- Brief -
Locate every line in the items that contains the word "ornament" and copy each such line. Treat uppercase and lowercase as distinct.

======== Entries ========

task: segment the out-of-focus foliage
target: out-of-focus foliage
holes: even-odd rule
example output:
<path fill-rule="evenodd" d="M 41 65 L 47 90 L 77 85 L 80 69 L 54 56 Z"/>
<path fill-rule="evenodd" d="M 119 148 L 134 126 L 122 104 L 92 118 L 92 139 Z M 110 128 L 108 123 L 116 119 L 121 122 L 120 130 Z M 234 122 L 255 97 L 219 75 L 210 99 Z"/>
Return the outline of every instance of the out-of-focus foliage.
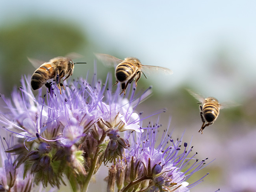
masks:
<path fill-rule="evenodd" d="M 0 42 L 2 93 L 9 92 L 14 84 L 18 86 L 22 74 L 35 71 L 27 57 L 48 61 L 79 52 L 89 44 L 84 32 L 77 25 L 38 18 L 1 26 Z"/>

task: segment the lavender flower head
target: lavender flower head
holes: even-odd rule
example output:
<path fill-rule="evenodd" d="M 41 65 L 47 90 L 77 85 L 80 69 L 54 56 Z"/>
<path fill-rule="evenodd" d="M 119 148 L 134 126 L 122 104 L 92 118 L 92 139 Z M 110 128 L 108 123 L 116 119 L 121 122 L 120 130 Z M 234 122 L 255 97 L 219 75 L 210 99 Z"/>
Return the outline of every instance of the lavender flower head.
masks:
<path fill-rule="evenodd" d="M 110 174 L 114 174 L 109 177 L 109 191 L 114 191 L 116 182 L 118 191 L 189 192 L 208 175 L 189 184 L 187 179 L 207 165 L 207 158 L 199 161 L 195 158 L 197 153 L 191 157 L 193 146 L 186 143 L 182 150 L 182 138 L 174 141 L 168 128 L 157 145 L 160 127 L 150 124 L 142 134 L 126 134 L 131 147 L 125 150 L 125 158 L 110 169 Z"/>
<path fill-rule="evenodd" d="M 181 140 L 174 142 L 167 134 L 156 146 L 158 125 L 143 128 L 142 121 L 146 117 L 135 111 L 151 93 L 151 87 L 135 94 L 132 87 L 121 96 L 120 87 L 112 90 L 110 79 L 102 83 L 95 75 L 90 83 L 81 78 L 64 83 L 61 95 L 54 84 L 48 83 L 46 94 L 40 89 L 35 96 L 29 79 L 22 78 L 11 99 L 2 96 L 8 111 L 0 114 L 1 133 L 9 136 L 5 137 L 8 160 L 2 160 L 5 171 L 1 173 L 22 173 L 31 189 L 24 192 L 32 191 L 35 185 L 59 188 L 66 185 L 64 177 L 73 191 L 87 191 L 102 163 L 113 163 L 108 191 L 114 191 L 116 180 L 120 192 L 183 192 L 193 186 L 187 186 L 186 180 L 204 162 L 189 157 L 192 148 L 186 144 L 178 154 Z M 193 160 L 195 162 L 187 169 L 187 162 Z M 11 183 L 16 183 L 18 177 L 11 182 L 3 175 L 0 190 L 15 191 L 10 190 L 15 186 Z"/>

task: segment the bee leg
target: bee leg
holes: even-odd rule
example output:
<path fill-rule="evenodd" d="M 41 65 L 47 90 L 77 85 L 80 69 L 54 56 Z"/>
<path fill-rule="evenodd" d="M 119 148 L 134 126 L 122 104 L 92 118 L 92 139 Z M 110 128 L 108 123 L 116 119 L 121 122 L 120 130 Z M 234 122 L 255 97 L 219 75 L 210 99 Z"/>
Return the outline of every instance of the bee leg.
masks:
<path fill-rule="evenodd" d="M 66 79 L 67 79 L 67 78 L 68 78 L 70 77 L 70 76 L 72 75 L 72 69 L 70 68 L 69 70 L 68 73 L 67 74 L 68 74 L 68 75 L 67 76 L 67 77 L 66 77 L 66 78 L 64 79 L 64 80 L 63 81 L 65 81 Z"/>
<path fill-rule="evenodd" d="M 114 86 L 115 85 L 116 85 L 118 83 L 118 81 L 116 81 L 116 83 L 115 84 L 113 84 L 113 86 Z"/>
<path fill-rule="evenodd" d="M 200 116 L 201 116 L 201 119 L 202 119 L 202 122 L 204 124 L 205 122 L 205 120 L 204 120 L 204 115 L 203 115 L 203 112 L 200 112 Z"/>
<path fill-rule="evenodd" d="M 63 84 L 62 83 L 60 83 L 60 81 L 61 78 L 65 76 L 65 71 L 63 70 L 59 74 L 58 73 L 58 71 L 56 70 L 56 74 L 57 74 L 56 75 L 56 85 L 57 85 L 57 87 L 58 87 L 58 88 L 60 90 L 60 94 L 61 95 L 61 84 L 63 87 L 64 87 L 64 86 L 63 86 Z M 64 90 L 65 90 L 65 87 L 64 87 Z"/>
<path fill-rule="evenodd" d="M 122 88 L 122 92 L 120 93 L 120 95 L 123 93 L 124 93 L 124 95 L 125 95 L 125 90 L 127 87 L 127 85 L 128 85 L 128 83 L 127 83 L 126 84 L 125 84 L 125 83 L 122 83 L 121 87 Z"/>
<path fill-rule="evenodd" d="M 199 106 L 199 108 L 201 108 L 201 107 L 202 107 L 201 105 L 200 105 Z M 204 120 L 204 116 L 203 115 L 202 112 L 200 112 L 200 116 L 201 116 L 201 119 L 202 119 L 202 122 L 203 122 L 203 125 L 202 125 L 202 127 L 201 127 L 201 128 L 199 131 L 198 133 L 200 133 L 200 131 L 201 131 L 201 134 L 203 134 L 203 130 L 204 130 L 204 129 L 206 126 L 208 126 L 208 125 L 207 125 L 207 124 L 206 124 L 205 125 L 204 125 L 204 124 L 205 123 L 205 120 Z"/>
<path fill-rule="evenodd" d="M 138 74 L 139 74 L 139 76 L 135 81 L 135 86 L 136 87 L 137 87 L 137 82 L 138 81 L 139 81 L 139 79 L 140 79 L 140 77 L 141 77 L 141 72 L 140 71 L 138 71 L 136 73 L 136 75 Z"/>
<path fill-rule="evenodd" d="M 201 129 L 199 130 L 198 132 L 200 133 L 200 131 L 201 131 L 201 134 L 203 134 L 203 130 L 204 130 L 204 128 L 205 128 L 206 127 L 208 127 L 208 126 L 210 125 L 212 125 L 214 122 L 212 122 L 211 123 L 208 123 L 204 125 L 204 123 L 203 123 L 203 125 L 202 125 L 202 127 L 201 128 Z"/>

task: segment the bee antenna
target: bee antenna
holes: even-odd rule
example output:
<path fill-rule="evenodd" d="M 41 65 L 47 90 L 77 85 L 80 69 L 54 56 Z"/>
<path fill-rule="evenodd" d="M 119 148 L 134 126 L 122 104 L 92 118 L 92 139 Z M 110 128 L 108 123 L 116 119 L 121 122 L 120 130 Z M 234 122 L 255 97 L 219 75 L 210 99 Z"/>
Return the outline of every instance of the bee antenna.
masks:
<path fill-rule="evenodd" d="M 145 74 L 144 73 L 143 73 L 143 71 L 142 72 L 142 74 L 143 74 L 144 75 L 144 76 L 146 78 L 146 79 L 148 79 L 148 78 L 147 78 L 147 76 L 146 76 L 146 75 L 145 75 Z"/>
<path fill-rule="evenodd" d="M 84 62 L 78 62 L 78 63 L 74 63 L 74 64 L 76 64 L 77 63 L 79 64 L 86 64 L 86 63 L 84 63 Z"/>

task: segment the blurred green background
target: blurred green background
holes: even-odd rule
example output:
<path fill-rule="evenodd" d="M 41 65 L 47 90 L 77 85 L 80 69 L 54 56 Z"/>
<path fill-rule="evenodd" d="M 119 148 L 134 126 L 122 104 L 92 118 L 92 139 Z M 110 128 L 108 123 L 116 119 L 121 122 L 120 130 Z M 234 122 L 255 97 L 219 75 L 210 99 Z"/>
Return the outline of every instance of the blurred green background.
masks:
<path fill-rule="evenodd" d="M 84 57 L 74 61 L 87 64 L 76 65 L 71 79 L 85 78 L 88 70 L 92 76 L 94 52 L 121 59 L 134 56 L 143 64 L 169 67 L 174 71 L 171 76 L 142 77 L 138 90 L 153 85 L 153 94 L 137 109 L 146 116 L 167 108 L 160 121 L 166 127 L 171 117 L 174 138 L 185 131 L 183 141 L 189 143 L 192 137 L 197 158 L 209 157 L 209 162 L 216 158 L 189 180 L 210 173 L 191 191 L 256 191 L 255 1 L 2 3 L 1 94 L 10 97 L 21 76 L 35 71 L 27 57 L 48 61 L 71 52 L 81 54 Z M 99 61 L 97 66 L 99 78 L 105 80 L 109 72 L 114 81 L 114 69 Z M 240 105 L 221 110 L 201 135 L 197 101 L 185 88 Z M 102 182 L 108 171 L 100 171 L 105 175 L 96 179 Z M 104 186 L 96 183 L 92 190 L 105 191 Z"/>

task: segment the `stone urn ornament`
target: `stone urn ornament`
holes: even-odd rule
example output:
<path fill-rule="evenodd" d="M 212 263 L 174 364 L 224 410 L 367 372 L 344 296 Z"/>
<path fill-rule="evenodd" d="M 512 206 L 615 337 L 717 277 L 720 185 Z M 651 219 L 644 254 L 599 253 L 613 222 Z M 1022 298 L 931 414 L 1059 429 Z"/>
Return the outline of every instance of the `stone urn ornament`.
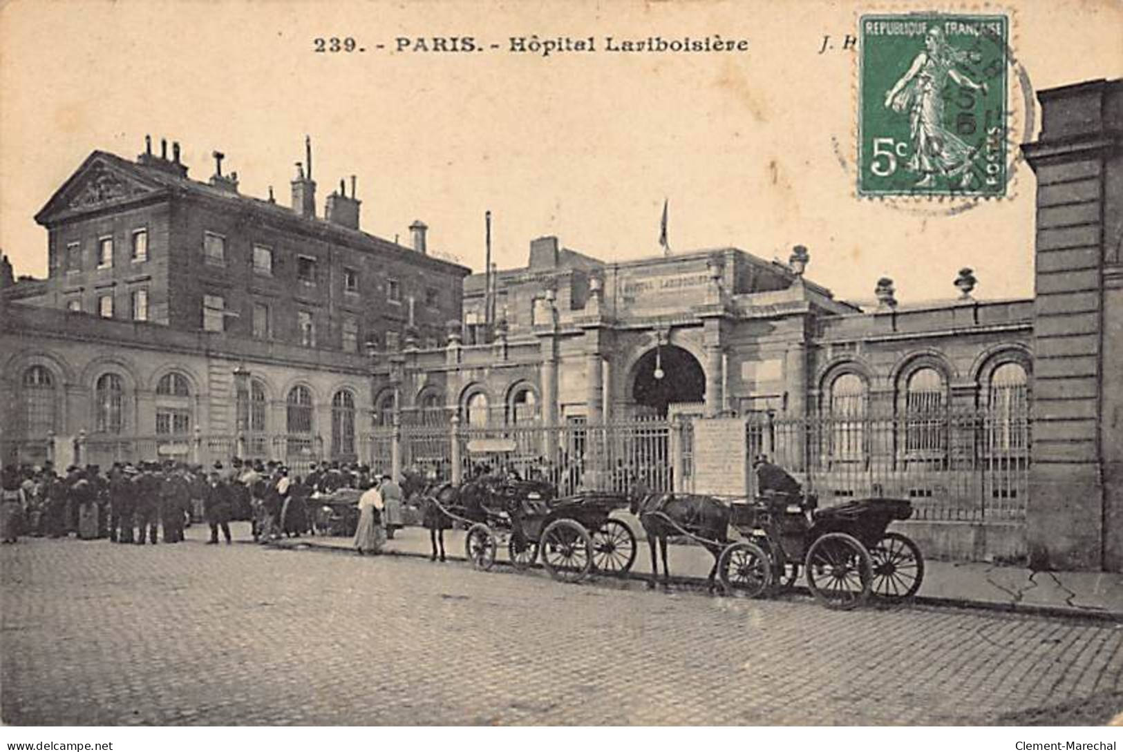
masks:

========

- Result for this task -
task: segment the `stone urn ornament`
target: `stone urn ornament`
Return the outline of every instance of the `stone urn ornament`.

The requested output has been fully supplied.